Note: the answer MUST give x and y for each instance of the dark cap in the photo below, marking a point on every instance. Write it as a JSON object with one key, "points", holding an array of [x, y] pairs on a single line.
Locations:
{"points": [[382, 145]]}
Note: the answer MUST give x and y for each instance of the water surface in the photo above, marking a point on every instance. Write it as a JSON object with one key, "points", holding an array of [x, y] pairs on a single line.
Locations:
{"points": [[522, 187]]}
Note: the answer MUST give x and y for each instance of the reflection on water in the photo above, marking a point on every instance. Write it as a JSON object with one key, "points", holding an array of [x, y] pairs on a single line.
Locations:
• • • • •
— Requisitos del problema —
Convierte todas las entradas de arriba en una tabla Markdown con dos columnas, Fila y Línea, numerando cada línea y omitiendo las que estén en blanco.

— Ejercicio resuelto —
| Fila | Línea |
|---|---|
| 1 | Note: the answer MUST give x and y for each instance of the dark cap in the photo below, marking a point on every instance. Write it as a JSON object with one key, "points", holding an array of [x, y] pairs on a single line. |
| 2 | Locations: |
| 3 | {"points": [[382, 145]]} |
| 4 | Note: the answer MUST give x and y for each instance of the water surface in the photo above, marking a point on every instance. Write it as a JSON object with one key, "points", holding an array of [x, y] pairs on a single line. |
| 5 | Locations: |
| 6 | {"points": [[522, 187]]} |
| 7 | Note: the answer MUST give x and y for each instance of the reflection on water in the photo above, marking a point on every instance. Write it as a JSON object with one key, "points", holding an array of [x, y] pairs on a single line. |
| 8 | Locations: |